- **Records to process**:
═══

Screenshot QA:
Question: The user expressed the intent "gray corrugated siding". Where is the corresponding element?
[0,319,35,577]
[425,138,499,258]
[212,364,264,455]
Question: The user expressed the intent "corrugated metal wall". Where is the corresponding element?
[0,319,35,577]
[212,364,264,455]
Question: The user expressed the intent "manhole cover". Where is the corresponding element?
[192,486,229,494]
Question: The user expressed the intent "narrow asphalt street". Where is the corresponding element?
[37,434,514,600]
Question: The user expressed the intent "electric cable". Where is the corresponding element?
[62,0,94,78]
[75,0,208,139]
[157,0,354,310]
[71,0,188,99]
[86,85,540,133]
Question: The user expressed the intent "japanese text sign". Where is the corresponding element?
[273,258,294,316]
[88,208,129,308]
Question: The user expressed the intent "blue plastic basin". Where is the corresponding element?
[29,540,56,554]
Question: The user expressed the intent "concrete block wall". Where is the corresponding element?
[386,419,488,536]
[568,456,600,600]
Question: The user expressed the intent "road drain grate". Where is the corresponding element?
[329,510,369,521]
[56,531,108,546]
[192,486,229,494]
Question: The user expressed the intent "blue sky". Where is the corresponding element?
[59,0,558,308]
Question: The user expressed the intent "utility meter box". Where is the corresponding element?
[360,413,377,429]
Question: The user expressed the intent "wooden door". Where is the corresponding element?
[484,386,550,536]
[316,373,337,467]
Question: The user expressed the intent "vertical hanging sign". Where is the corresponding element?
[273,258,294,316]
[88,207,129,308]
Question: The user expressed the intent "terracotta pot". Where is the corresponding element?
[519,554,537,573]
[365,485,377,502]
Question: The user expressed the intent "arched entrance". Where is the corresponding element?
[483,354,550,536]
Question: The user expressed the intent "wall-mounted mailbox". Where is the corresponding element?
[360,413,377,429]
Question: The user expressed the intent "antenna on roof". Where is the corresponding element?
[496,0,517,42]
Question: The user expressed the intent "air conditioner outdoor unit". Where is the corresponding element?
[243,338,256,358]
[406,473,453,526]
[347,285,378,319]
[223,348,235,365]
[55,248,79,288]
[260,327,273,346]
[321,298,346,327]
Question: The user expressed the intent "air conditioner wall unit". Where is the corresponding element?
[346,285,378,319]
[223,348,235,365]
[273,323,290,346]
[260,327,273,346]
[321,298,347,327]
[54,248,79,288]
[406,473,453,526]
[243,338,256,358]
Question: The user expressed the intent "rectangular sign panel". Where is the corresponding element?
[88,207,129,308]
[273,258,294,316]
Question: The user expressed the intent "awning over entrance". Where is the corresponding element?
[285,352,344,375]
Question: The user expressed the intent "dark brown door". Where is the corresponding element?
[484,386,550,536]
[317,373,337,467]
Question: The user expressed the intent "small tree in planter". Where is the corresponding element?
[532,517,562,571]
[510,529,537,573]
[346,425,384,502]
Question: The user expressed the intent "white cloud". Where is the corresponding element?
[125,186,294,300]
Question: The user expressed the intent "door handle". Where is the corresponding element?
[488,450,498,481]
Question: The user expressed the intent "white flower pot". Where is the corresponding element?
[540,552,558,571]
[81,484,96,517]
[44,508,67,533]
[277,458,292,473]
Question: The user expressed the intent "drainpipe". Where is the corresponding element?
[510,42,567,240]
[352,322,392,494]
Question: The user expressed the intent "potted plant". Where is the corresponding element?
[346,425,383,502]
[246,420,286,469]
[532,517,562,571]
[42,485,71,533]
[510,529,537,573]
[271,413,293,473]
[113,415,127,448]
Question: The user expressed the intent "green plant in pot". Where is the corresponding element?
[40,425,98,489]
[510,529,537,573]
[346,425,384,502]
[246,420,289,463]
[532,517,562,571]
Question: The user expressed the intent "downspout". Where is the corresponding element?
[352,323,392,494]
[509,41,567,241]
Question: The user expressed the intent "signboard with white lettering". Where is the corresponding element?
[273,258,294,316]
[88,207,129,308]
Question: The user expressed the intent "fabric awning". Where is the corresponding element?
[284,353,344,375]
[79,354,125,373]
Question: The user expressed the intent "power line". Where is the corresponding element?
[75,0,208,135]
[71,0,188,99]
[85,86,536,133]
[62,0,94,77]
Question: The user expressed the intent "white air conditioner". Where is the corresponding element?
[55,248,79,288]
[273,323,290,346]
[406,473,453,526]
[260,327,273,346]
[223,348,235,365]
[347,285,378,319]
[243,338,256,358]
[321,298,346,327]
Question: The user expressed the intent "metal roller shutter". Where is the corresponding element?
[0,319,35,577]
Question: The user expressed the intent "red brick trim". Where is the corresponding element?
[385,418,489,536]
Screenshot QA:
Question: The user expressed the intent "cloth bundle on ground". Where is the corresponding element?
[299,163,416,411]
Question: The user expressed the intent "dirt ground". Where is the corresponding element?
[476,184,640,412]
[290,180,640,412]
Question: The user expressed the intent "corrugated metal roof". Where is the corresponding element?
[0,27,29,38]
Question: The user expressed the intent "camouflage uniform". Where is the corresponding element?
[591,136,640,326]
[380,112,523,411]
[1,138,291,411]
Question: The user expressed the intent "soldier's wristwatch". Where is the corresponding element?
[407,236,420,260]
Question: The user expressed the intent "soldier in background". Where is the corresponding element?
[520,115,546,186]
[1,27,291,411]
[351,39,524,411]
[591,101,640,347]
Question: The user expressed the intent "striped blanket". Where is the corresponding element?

═══

- **Exercise details**:
Format the lines above as a JSON list of strings, with one string per line and blank lines omitted. Take everything from the first line down to and including the line that contains "[496,0,517,42]".

- **Response**:
[
  "Screenshot QA:",
  "Question: The user expressed the intent \"gray corrugated siding\". Where is the corresponding element?",
  "[0,319,35,577]",
  "[425,138,499,258]",
  "[212,364,264,455]",
  "Question: The user expressed the intent \"corrugated metal wall\". Where is the corresponding element?",
  "[0,319,35,577]",
  "[212,364,264,455]",
  "Question: The user expressed the intent \"manhole cover\". Where is the corresponding element?",
  "[192,486,229,494]",
  "Question: The user expressed the intent \"narrow asphalt street\". Where is the corresponding element?",
  "[37,434,514,600]",
  "Question: The user expressed the intent \"electric cable\". Where is the corresponding element?",
  "[62,0,94,78]",
  "[75,0,208,139]",
  "[157,0,354,310]",
  "[71,0,188,99]",
  "[86,85,540,133]",
  "Question: The user expressed the intent \"japanese text sign\". Where is the corresponding element?",
  "[273,258,294,316]",
  "[88,208,129,308]",
  "Question: The user expressed the intent \"blue plastic basin\". Where is the corresponding element?",
  "[29,540,56,554]",
  "Question: The user expressed the intent \"concrete block wall\". Where is the corresponding element?",
  "[386,419,488,536]",
  "[568,456,600,600]",
  "Question: The user expressed the intent \"road drain grate\". Where is the corresponding element?",
  "[329,510,369,521]",
  "[56,531,108,546]",
  "[192,486,229,494]",
  "Question: The user expressed the intent \"blue sky\". Where is the corresponding element?",
  "[59,0,558,308]",
  "Question: The user expressed the intent \"utility meter box\". Where is the corresponding element?",
  "[360,413,377,429]",
  "Question: The user expressed the intent \"wooden door\". Where is the corresponding element?",
  "[484,386,550,536]",
  "[316,373,337,467]",
  "Question: The user expressed the intent \"vertical hanging sign\". Where is the corresponding element?",
  "[273,258,294,316]",
  "[88,207,129,308]",
  "Question: The user expressed the intent \"terracotta pot\". Where is the corresponding element?",
  "[519,554,537,573]",
  "[365,485,377,502]",
  "Question: The user expressed the intent \"arched entrance\". Where is the corresponding element?",
  "[483,354,550,536]",
  "Question: The user expressed the intent \"wall-mounted mailbox\". Where is the corresponding element?",
  "[360,413,377,429]",
  "Question: The user expressed the intent \"antenna on roof\". Where is the corresponding element?",
  "[496,0,517,42]"
]